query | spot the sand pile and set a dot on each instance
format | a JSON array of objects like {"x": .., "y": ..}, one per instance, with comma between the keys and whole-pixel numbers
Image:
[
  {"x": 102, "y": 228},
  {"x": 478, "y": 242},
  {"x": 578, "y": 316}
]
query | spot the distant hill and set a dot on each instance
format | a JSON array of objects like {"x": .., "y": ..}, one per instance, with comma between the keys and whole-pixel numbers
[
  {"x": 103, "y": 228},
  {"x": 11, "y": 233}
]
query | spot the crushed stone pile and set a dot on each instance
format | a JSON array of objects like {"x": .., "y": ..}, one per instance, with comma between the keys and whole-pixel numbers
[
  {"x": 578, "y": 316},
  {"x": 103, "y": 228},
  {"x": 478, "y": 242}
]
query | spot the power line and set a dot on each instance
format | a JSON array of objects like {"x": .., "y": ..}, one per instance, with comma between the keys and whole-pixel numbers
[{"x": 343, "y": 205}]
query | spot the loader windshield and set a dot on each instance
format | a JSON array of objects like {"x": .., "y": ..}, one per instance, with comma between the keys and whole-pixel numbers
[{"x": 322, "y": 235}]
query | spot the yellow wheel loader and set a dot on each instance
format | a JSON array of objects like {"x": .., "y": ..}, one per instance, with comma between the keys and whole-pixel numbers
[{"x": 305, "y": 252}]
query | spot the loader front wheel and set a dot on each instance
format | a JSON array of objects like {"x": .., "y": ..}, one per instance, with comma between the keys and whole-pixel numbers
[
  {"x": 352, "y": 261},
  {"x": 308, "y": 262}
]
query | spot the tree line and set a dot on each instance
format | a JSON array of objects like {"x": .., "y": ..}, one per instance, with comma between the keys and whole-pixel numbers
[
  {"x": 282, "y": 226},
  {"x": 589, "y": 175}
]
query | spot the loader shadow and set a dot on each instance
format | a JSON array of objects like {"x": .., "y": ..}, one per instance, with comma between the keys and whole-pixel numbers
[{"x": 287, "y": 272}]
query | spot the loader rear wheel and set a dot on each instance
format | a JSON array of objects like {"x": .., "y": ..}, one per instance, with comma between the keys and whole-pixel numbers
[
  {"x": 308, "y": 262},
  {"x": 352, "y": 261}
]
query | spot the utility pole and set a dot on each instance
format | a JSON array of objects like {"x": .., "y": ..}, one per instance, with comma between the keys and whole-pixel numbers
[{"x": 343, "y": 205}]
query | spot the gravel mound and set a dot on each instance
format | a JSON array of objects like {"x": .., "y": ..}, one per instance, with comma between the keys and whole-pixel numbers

• _GIVEN PROBLEM_
Reproduce every one of the records above word for word, in the same order and with nothing changed.

• _EXERCISE RESULT_
query | spot the sand pile and set a dot on each instance
format | a JSON array of objects like {"x": .., "y": ..}, one per instance, with comma between the keys and whole-pixel numbers
Image:
[
  {"x": 102, "y": 228},
  {"x": 478, "y": 242},
  {"x": 578, "y": 316}
]
query | spot the distant hill and set a dot on each instance
format | a JSON array of objects like {"x": .., "y": ..}, one per instance, with comma between the keys and whole-pixel numbers
[
  {"x": 103, "y": 228},
  {"x": 11, "y": 233}
]
query | spot the crushed stone pile and set a dot on each instance
format | a JSON array of objects like {"x": .., "y": ..}, one per instance, with comma between the keys and whole-pixel numbers
[
  {"x": 578, "y": 316},
  {"x": 103, "y": 228},
  {"x": 478, "y": 242}
]
query | spot the power line and set a dot on each instance
format | a JSON array of objects like {"x": .., "y": ..}, one per instance, with comma between the keys and whole-pixel numbers
[{"x": 343, "y": 205}]
query | spot the loader windshield and set a dot on each instance
format | a JSON array of objects like {"x": .., "y": ..}, one per instance, with comma between the keys and whole-pixel numbers
[{"x": 322, "y": 235}]
query | spot the yellow wheel loader and set a dot on each instance
format | a JSON array of objects like {"x": .., "y": ..}, one per instance, with comma between the keys and whole-pixel numbers
[{"x": 305, "y": 252}]
query | spot the loader front wheel and set a dot on each instance
format | a JSON array of objects like {"x": .., "y": ..}, one per instance, with comma between the keys and whole-pixel numbers
[
  {"x": 352, "y": 261},
  {"x": 308, "y": 262}
]
query | spot the tree line and set a dot on each instance
format | a JSON array of objects like {"x": .., "y": ..}, one per instance, with comma between the keys and whole-pixel numbers
[
  {"x": 282, "y": 226},
  {"x": 589, "y": 175}
]
query | spot the loader shadow and set a dot on each instance
format | a JSON array of objects like {"x": .., "y": ..}, one per instance, with comma between the keys and whole-pixel numbers
[{"x": 287, "y": 272}]
query | spot the loader rear wheel and set a dot on each instance
format | a JSON array of objects like {"x": .., "y": ..}, one per instance, with comma between the keys and whole-pixel numbers
[
  {"x": 308, "y": 262},
  {"x": 352, "y": 261}
]
query | spot the utility pole and set a dot on each instance
format | a JSON array of objects like {"x": .., "y": ..}, one per instance, with comma between the keys and whole-pixel numbers
[{"x": 343, "y": 205}]
query | spot the gravel mound and set a dot on each instance
format | a JSON array of objects like {"x": .., "y": ..}, one per instance, with comma between the keys and whole-pixel numbers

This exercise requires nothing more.